--- GOAL ---
Return the material below in full and exactly.

::::::::::

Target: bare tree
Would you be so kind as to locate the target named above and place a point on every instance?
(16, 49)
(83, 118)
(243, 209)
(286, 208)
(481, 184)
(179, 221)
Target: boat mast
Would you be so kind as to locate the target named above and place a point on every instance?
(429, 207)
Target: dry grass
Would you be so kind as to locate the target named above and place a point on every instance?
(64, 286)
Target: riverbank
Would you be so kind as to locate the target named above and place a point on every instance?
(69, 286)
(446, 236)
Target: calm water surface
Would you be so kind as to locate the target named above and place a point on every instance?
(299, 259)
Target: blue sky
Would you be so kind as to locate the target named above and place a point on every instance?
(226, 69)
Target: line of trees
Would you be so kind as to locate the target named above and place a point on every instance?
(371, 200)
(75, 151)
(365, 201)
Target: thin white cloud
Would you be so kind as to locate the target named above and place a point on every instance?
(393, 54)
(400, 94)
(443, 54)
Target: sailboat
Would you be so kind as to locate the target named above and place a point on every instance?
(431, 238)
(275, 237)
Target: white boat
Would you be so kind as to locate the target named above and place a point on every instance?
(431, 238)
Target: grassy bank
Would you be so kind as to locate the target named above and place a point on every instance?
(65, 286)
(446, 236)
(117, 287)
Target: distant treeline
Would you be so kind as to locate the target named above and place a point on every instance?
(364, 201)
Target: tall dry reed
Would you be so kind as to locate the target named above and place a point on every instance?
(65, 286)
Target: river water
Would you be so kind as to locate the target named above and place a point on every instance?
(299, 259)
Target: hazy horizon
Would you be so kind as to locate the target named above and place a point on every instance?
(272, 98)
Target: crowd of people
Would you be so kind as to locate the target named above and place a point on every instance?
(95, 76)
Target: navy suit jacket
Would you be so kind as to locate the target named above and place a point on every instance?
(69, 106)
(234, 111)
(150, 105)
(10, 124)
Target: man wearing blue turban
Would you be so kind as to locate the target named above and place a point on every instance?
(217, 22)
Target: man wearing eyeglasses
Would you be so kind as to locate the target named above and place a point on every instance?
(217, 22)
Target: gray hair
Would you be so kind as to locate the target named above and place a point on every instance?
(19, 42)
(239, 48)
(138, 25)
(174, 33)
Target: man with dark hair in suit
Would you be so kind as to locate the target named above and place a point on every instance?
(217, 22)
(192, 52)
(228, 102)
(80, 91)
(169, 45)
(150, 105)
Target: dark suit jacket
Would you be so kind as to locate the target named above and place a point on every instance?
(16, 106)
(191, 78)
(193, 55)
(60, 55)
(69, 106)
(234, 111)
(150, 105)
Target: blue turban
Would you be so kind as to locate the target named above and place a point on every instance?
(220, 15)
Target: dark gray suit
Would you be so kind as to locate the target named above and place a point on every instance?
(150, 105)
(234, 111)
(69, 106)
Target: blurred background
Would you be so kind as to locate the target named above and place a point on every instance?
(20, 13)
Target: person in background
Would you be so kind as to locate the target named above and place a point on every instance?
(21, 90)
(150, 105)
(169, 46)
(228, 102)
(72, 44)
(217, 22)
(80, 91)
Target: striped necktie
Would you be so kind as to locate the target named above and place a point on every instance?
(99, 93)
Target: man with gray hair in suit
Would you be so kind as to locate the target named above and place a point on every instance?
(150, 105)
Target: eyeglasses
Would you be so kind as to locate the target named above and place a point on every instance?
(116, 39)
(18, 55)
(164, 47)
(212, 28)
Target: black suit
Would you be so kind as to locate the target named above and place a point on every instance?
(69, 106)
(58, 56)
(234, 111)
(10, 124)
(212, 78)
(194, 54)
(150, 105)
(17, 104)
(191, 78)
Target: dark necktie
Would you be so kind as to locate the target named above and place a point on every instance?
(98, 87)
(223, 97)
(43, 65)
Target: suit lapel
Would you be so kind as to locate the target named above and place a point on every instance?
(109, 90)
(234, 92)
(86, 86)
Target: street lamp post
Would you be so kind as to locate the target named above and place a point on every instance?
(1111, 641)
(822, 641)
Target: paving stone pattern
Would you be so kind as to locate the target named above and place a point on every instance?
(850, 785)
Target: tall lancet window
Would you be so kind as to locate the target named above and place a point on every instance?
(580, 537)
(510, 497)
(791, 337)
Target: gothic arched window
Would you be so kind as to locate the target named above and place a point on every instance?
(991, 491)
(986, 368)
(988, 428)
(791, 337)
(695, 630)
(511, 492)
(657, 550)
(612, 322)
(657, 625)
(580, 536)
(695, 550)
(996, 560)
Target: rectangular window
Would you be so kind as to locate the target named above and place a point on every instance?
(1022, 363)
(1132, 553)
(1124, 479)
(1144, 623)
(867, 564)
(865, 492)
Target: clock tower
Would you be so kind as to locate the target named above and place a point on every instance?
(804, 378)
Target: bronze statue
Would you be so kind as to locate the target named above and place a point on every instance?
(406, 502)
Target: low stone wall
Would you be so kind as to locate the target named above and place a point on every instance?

::::::::::

--- WRITTEN SOLUTION ---
Target: bare tree
Would you be so kind as to locate the target named above and place a point on every instance?
(16, 49)
(83, 118)
(243, 209)
(286, 208)
(481, 184)
(179, 221)
Target: boat mast
Would you be so kind as to locate the target named above and place a point on every instance?
(429, 207)
Target: dry grass
Would you be so kind as to locate the target named above and place a point on every instance?
(64, 286)
Target: riverbank
Would you be so kind as to locate the target named above and place a point on every instance?
(69, 286)
(446, 236)
Target: calm water surface
Would you be so kind as to locate the target named above and place a point on every instance?
(299, 259)
Target: blue sky
Would you be so kind as to locate the target named above and place a point on every instance?
(226, 69)
Target: line of trees
Would you be so kind as to locate the target named above and place a point on every instance?
(371, 200)
(75, 151)
(365, 201)
Target: thin white cloud
Would you be so kind as to locate the target named above and place a point on every instance?
(393, 54)
(400, 94)
(443, 54)
Target: sailboat
Would you be so kind as to locate the target named above and place a point on every instance?
(431, 238)
(275, 237)
Target: white boat
Would you be so kind as to locate the target named above and place a point on every instance?
(431, 238)
Target: grassy bank
Would you be so kind as to locate the target named above and place a point on every instance?
(65, 286)
(446, 236)
(117, 287)
Target: distant treeline
Would you be so kind as to locate the target named above and place a point on every instance?
(364, 201)
Target: tall dry reed
Would you be so kind as to locate the target named above and place a point on every instance?
(65, 286)
Target: river water
Would you be so kind as to locate the target named above and place a point on every instance?
(299, 259)
Target: hazy horizon
Would you be so kind as to locate the target named above and place a point on every instance?
(272, 98)
Target: crowd of people
Would you be so kind as to locate the target named above and place a point on every instance?
(95, 76)
Target: navy suit jacket
Would you be so kind as to locate the target named above and place a point on every instance?
(69, 106)
(234, 111)
(150, 105)
(10, 124)
Target: man wearing blue turban
Would you be so kind as to locate the target named above and place a point on every instance?
(217, 22)
Target: man wearing eyeglasses
Would you be so kind as to locate the target named above and place a point on every instance?
(217, 22)
Target: gray hair
Would you be so kind as to locate the target named above and place a point on every instance?
(19, 42)
(239, 48)
(138, 25)
(174, 33)
Target: man with dark hair in suit
Would you be so kind as to locate the target named above and place a point on every instance?
(217, 22)
(192, 52)
(228, 102)
(80, 91)
(169, 45)
(150, 105)
Target: dark suit jacket
Would you be so kind as to locate the target named above and place a point on every instance?
(16, 106)
(191, 78)
(193, 55)
(60, 55)
(69, 106)
(234, 111)
(150, 105)
Target: blue turban
Would you be so kind as to locate the target named above and place a point on every instance?
(220, 15)
Target: dark gray suit
Would you be so kind as to locate the target named above and place a point on every instance?
(150, 105)
(234, 111)
(69, 106)
Target: blurred background
Would you be so kind as to locate the target named above and place a point on every instance?
(20, 13)
Target: person in background
Would you be so kind as to locate the target named above and place a point on every instance?
(21, 90)
(150, 105)
(169, 46)
(228, 102)
(72, 44)
(217, 22)
(80, 91)
Target: striped necktie
Would you be so kind as to locate the target named above and place a point on every instance?
(99, 93)
Target: man with gray hair in suit
Would you be so kind as to locate the target named above and place a point on every instance?
(150, 105)
Target: eyeglasses
Would you be so kind as to locate the target named above and place a point on every instance?
(116, 39)
(18, 55)
(164, 47)
(212, 28)
Target: black suit
Would you be so kind as to locate the target named above and place a point on every instance?
(69, 106)
(58, 56)
(234, 111)
(10, 124)
(212, 78)
(194, 54)
(150, 105)
(17, 104)
(191, 78)
Target: dark necktie
Would you be so kind as to locate the target named above and place a point on every instance?
(98, 87)
(223, 97)
(43, 65)
Target: suit lapel
Would you be so kind as to locate the target named above and place a point on every instance?
(109, 90)
(234, 92)
(86, 86)
Target: street lamp post
Would you be so kind as to locate the target named above and place a point on every instance?
(1111, 641)
(822, 641)
Target: paving stone pattern
Would you be so kind as to locate the target named above and place a point on every instance?
(850, 785)
Target: tall lancet window
Would you be so kind as to locate the target named above and place a point on every instance?
(580, 537)
(510, 497)
(791, 337)
Target: gothic arched window
Would you be so kind as to locate the target named above and place a point on every instance?
(991, 491)
(986, 368)
(988, 428)
(791, 337)
(695, 630)
(511, 492)
(657, 550)
(612, 322)
(657, 625)
(580, 536)
(695, 550)
(996, 560)
Target: rectangular window
Would you be so kind as to locate the target named above and place a point on every instance?
(1022, 363)
(1132, 553)
(1124, 479)
(1144, 623)
(867, 564)
(865, 492)
Target: clock tower
Would you be so kind as to locate the target named above and place a point on every instance?
(804, 378)
Target: bronze statue
Would you be so kind as to locate the target named above and place a point on every instance?
(406, 502)
Target: low stone wall
Would you be so kind as to locate the target named above and place a point on every instance?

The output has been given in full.